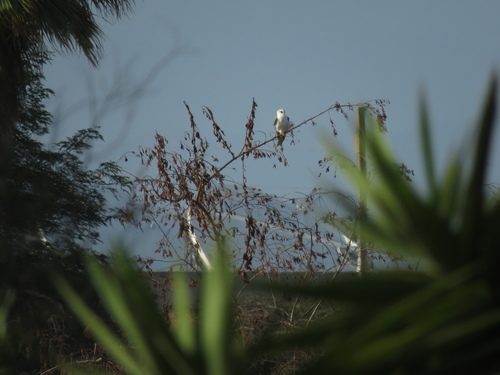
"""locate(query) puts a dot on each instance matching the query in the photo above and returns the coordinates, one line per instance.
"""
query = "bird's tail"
(281, 138)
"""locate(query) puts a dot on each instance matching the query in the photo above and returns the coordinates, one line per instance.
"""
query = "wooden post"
(360, 147)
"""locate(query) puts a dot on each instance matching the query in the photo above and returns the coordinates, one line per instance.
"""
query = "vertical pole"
- - - - - - -
Repeat the data above in full and exactly. Omit every image.

"""locate(query) puts a dot on each instance matching the query in the photo above and returns the coordinates, one line per instance.
"""
query = "bird's tail"
(281, 138)
"""locate(query) puts a dot on each instance matching the query in the photo above and returns the coordinates, one line per instance.
"""
query = "wooden post"
(360, 147)
"""locate(query) puts a dot on each instance matching the query in the photo above and returns the coordinates, one line per instance.
"""
query = "vertical pole"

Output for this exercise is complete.